# Scuola



## Persa/Ritrovata (16 Luglio 2009)

*Undicietrenta di Roberto Cotroneo*

*Le ronde didattiche della Gelmini*

Ho terminato di leggere, da un minuto, l'intervista che il ministro Gelmini ha rilasciato al quotidiano "La Stampa". Un'intervista a commento del fatto che quest'anno il numero di bocciati nelle scuole dell'obbligo e nelle scuole superiori è altissimo. Come è altissimo il numero dei bocciati per un 5 in condotta. Il ministro Gelmini è stupefacente, e probabilmente ha una scarsissima idea di cosa sia davvero la didattica, e di cosa debbono fare gli insengnanti. Il ministro Gelmini dice frasi a casaccio, tipo: è arrivato il momento di premiare il merito. Oppure: basta con la cultura del 68, con il 6 politico, il 18 politico, etc.
Ora, senza voler essere né eccessivamente ironico e neppure aggressivo, vorrei intanto togliere di mezzo un primo punto. Il 68, il 6 politico, il 18 politico... Sono passati 41 anni dal 68, i ragazzi che sono oggi a scuola sono figli di gente che ha anche meno di 40 anni, e che può pensare al 68 come a una cosa per nonni. Perché è così. Un ragazzo che prendeva il 6 politico nel 68 oggi ha più di 60 anni. Ed è ora di finirla di ritornare a storie seppellite dai decenni.
Riguardo invece al problema del merito, la faccenda si fa molto seria. Lo sanno tutti, tutti i professori onesti e in pace con la propria coscienza: ogni bocciatura, qualunque bocciatura, è una sconfitta del docente. Soprattutto quando parliamo di ragazzini di 12 o di 13 anni. Il merito torni all'univeristà, dove invece viene spesso e allegramente dimenticato. I professori di scuola media inferiore e superiore dovrebbero sapere che di fronte a uno studente che non riesce, c'è nella quasi totalità dei casi, una incapacità didattica e una incapacità maieutica, una scarsa sensibilità a capire dinamiche e problemi, uno schematismo e un egoismo che un docente non può permettersi di avere. Bocciare una mare di ragazzini di 13 anni non vuol dire ristabilire l'ordine, con le ronde didattiche dei professori, significa fallire come sistema scolastico di un paese.

COMPITI DA SVOLGERE:
A) Rispondi a queste domande sul testo sulle bocciature a scuola:
(i) A quale quotidiano il ministro Gelmini ha rilasciato l'intervista?
(ii) Quanti anni sono passati dal 68?
(iii) Che cosa rappresenta per il docente ogni bocciatura?
B) Continua il testo sulle bocciature a scuola dopo la sua ultima frase.
Le voci riportate dopo questo testo provengono da un'altra fonte.

[Voci con coordinate annotate]
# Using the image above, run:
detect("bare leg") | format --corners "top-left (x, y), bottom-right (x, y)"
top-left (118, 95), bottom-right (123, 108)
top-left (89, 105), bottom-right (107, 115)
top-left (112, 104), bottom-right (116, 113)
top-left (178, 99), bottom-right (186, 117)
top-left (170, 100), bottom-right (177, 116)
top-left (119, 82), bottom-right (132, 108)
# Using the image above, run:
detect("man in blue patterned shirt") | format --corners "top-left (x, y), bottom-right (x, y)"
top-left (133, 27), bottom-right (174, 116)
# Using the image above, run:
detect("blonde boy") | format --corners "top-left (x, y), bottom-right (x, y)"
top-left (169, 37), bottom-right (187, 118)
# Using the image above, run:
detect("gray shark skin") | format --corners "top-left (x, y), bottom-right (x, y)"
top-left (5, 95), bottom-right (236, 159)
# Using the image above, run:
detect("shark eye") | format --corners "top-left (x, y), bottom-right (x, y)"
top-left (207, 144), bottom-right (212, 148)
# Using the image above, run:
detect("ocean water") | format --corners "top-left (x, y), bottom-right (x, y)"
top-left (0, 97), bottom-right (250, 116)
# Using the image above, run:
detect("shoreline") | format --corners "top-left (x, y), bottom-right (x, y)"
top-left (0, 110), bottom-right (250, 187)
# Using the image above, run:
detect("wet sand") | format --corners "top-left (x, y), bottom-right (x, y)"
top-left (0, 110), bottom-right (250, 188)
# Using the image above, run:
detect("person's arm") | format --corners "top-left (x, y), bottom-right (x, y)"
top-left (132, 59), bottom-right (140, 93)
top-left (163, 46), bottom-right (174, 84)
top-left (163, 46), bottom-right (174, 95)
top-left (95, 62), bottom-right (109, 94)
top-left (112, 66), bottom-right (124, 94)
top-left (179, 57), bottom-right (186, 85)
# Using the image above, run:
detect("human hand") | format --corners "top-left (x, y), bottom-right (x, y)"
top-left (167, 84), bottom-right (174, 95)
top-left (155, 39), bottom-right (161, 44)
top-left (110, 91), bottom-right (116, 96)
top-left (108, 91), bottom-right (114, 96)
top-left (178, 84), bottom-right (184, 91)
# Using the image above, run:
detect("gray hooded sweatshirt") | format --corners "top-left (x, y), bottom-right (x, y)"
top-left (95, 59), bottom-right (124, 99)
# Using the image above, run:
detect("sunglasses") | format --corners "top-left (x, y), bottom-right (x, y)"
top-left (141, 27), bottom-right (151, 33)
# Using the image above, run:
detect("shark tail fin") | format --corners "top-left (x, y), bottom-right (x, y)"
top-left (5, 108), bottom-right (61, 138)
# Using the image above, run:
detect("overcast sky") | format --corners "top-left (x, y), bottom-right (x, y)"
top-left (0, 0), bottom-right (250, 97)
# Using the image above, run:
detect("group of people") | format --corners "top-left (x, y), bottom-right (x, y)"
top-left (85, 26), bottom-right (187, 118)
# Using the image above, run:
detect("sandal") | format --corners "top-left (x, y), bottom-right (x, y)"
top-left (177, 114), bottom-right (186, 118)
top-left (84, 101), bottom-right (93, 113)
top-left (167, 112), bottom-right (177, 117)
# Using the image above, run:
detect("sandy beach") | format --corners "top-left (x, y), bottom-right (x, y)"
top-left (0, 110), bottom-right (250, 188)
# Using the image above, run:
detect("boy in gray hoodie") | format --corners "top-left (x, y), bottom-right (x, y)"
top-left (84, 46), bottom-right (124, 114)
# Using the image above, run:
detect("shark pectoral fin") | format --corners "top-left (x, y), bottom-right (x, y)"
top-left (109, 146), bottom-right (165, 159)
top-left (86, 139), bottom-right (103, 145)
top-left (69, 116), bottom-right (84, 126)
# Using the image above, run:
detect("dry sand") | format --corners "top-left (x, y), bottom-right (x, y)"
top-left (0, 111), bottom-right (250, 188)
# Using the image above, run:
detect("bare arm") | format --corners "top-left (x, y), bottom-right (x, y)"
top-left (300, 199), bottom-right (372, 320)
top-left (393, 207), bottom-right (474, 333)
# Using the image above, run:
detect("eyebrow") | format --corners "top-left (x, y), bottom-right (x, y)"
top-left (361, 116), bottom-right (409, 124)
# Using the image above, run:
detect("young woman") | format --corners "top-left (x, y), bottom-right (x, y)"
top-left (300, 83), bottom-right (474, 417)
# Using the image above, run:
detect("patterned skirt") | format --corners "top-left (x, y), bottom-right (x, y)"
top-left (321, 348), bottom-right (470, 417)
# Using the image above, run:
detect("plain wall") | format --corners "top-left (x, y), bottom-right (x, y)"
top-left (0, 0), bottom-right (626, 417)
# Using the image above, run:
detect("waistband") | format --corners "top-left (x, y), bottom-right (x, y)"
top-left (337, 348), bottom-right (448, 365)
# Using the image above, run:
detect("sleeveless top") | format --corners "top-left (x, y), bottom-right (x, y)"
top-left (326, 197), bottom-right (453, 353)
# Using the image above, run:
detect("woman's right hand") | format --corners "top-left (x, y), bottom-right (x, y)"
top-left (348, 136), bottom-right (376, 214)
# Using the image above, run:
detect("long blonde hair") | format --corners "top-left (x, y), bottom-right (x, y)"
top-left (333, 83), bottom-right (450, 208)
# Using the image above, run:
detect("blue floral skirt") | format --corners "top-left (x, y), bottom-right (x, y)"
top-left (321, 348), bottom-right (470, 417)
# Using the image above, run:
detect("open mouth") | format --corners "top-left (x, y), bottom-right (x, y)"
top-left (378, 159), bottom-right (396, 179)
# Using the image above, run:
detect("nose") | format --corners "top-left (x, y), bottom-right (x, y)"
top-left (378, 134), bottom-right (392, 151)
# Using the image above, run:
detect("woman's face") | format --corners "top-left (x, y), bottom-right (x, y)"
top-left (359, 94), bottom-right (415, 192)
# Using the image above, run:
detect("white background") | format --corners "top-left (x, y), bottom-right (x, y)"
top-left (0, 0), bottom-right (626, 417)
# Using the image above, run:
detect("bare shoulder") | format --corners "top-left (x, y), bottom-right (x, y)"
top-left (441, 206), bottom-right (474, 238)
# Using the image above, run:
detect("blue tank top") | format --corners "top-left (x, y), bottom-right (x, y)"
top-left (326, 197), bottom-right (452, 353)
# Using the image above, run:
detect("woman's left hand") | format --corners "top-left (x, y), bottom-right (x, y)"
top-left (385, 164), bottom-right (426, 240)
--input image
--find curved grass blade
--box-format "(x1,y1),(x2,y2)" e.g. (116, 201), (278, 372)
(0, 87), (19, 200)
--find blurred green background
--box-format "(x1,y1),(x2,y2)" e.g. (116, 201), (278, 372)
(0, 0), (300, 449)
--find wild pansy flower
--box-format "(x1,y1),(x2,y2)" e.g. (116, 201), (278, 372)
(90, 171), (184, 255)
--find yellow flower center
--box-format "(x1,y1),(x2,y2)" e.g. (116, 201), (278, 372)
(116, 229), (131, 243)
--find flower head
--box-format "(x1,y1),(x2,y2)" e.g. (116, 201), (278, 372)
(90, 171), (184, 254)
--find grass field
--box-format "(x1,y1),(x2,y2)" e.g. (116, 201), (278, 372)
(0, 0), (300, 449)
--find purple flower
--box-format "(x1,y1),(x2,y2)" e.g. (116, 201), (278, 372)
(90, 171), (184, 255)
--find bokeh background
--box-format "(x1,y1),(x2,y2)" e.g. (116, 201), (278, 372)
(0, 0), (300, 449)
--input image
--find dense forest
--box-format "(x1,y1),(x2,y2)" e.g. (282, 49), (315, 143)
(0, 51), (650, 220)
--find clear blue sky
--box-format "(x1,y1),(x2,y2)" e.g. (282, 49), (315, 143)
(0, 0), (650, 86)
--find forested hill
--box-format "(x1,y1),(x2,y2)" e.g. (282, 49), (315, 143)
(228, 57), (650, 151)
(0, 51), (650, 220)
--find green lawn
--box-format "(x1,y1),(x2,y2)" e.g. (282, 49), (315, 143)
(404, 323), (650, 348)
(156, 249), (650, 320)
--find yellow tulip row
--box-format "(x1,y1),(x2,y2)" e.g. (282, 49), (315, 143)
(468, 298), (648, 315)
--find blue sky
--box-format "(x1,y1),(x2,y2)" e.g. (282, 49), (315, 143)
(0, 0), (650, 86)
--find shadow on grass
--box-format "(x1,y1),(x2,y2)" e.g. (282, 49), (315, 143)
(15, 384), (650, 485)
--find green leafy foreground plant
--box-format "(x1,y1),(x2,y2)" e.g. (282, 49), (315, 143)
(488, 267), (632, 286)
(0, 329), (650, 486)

RISPOSTE AI COMPITI:
A)
(i) Al quotidiano "La Stampa".
(ii) Sono passati 41 anni.
(iii) Ogni bocciatura è una sconfitta del docente.

B)
E i risultati degli scrutini di questi giorni, figli della riforma Gelmini, sono un fallimento del sistema scolastico del nostro paese. Ma non sono un fallimento dei ragazzi. Semmai dei docenti ottusi che trovano più semplice mettere i 5 in condotta, dei programmi vecchi della scuola, dell'incapacità a insegnare davvero, dello scarso aggiornamento di buona parte del corpo docente, della noia che prende questi ragazzi ad ascoltare lezioni improbabili. Altro che merito. Ma di quale merito parla la Gelmini. Ma non sia ridicola.
http://www.unita.it/rubriche/cotroneo


----------



## Miciolidia (17 Luglio 2009)

*cara Persa*

che  aggiungere....ahinoi
troppe ne avrei da aggiungere, ma lo stato pressorio me lo impedisce. 

devo stare buona -

l'italia l'ha voluta e ce la becchiamo tutti.


----------



## Miciolidia (17 Luglio 2009)

mi chiedo come un insegnante sensato abbia voglia di continuare a svolgere il suo lavoro con responsabilità e coscienza.

io mi farei trasferire alla scuola materna.


----------



## Persa/Ritrovata (17 Luglio 2009)

Miciolidia ha detto:


> mi chiedo come un insegnante sensato abbia voglia di continuare a svolgere il suo lavoro con responsabilità e coscienza.
> 
> io mi farei trasferire alla scuola materna.


 Basta lavorare come si è sempre lavorato fregandosene di circolari imbecilli...


----------



## Miciolidia (17 Luglio 2009)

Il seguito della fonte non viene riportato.